Exercise description: Write out the entries verbatim and leave the images out of the copy.

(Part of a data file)
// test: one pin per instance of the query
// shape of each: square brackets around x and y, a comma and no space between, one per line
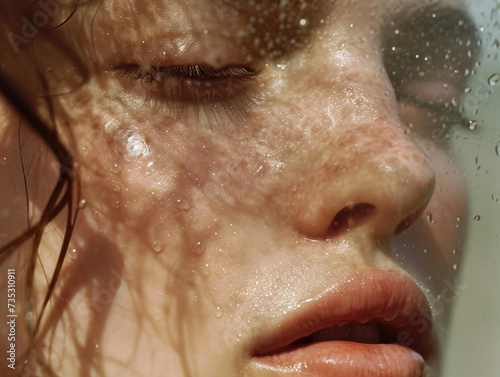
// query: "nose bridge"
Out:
[365,159]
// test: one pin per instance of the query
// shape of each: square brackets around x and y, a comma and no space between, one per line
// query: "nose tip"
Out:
[385,192]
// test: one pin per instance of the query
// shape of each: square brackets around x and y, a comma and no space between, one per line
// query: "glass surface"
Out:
[245,188]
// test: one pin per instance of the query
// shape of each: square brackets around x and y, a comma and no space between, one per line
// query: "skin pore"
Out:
[235,159]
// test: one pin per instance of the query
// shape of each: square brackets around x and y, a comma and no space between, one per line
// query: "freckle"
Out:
[116,168]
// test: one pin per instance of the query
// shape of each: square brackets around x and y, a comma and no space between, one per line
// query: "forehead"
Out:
[169,25]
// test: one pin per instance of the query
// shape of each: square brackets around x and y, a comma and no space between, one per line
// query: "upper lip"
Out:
[387,299]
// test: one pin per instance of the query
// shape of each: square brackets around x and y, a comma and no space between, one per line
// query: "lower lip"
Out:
[345,359]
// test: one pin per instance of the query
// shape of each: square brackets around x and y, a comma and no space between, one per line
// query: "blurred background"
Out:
[473,348]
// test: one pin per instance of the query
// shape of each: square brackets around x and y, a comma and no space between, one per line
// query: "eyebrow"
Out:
[319,6]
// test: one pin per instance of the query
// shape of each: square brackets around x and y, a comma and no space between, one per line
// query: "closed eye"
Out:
[191,83]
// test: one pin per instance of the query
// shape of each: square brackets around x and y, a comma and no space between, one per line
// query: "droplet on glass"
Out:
[494,79]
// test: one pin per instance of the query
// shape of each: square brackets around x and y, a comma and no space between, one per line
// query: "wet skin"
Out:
[218,202]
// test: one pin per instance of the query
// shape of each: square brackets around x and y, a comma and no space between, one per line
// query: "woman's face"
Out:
[256,174]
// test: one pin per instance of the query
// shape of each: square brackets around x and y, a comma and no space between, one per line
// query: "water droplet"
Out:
[158,246]
[183,205]
[218,312]
[494,79]
[116,168]
[82,204]
[157,315]
[199,249]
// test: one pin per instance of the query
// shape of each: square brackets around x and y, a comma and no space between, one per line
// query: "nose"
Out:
[364,170]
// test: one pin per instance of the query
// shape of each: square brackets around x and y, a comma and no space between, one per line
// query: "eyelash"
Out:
[213,93]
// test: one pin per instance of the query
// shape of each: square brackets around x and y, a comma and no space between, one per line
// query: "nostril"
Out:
[351,216]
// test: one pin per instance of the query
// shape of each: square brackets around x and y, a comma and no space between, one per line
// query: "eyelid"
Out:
[207,95]
[199,72]
[197,83]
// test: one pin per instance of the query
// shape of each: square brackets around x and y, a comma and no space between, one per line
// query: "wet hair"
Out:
[65,196]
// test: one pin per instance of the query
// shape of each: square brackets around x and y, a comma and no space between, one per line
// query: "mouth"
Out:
[369,323]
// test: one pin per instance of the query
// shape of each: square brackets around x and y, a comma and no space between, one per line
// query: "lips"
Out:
[368,323]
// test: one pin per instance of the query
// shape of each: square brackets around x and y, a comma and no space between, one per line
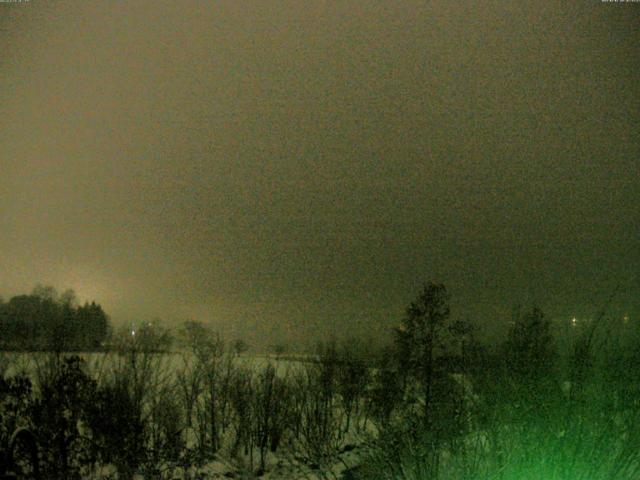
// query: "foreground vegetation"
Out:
[435,405]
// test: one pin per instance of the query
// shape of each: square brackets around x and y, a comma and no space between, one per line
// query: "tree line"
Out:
[46,320]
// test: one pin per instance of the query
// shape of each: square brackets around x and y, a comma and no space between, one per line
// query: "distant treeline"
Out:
[45,320]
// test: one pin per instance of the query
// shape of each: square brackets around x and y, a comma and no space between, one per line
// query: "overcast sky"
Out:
[293,169]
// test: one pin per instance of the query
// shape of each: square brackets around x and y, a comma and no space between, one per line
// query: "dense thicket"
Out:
[45,320]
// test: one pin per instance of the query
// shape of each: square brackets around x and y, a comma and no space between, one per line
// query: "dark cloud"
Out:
[300,167]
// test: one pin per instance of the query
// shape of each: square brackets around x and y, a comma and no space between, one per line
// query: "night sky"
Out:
[297,169]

Result:
// test: one pin per instance of the query
// shape of each: square brackets around x and y, a comma and no space between, one per line
// query: "nose bridge"
Out:
[365,159]
// test: one pin per instance of the query
// shape of each: square brackets around x and y, a comma and no space between, one per line
// query: "nose tip"
Out:
[385,192]
// test: one pin per instance of the query
// shape of each: square brackets around x and y, a comma and no space between, one per line
// query: "glass surface"
Out:
[245,188]
// test: one pin per instance of the query
// shape of each: square brackets around x and y, a comma and no space between, one per line
// query: "skin pore"
Out:
[235,159]
// test: one pin per instance of the query
// shape of each: square brackets around x and y, a comma and no space between, one per line
// query: "freckle"
Out:
[116,168]
// test: one pin per instance of the query
// shape of each: square brackets around x and y, a comma and no space between, one per line
// query: "forehead"
Out:
[169,25]
// test: one pin per instance of the query
// shape of each: square brackets around x and y, a comma and no space between, one per line
// query: "upper lip"
Out:
[387,299]
// test: one pin per instance of the query
// shape of each: square brackets around x and y, a comma and no space between, one per line
// query: "lower lip"
Out:
[345,359]
// test: one pin per instance of the query
// shape of each: square brackets around x and y, a comma and no space between, one per line
// query: "blurred background"
Out:
[473,348]
// test: one pin per instance of the query
// shape of each: square brackets around x and y, a comma and no space between, one per line
// query: "eyebrow"
Out:
[319,6]
// test: one pin per instance of the query
// shape of each: square brackets around x and y, a comma and no space between, one per line
// query: "closed eye"
Out:
[191,83]
// test: one pin per instance of the query
// shape of each: square brackets around x and y, a comma and no space between, one per line
// query: "droplet on glass"
Out:
[494,79]
// test: one pin per instance of the query
// shape of each: square brackets around x and y, a comma and no space between, one per line
// query: "wet skin"
Out:
[218,202]
// test: one pin per instance of the query
// shape of each: square brackets around x and y, a comma and no space between, one per line
// query: "woman's face"
Out:
[256,174]
// test: one pin per instance of the query
// shape of each: square brackets around x and y, a comma and no space between, one per line
// query: "water droplet"
Out:
[158,246]
[183,205]
[218,312]
[494,79]
[116,168]
[82,204]
[157,315]
[199,249]
// test: one pin per instance of the query
// shape of each: square brackets around x and y, a comma and no space between, one per line
// query: "nose"
Out:
[364,170]
// test: one pin per instance of the query
// shape of each: square brackets around x and y, a comma and no space between, one per line
// query: "eyelash"
Out:
[213,93]
// test: one pin per instance of the query
// shape of each: square brackets around x and y, a comma and no space between, one per line
// query: "nostril"
Out:
[351,216]
// test: one pin per instance of the query
// shape of each: square brackets around x and y, a comma and no space between, one per line
// query: "eyelid"
Out:
[207,95]
[199,72]
[197,83]
// test: one pin per instance of the query
// shape of each: square brackets around x and y, a comma and no space between, one per line
// query: "wet hair"
Out:
[65,196]
// test: one pin per instance of the query
// shape of each: square brackets around x and y, a comma and no space between, one per line
// query: "mouth"
Out:
[369,323]
// test: one pin per instance of the query
// shape of each: square brackets around x and y, a comma and no space between, one per line
// query: "lips"
Out:
[368,323]
// test: one pin per instance of the query
// shape of each: square brackets around x and y, a comma and no space between, one per line
// query: "foreground vegetation"
Out:
[435,405]
// test: one pin per instance of the query
// shape of each: square brackets around x and y, a comma and no space between, one per line
// query: "tree line"
Out:
[46,320]
// test: one pin per instance of the query
// shape of each: square brackets around x and y, a comma and no space between, one per line
// query: "distant treeline"
Out:
[45,320]
// test: one pin per instance of the query
// shape of each: square brackets around x and y, a comma and no space between, one per line
// query: "overcast sky"
Out:
[293,169]
// test: one pin per instance of the query
// shape of each: square brackets around x and y, a comma and no space between, one per line
// query: "dense thicket"
Out:
[45,320]
// test: one pin per instance of the query
// shape of each: square brackets around x and y, a comma and no space between, one per line
// query: "dark cloud"
Out:
[300,167]
// test: one pin per instance of the query
// shape of each: square brackets around x and y, a comma and no space between, one per line
// query: "night sky"
Out:
[297,169]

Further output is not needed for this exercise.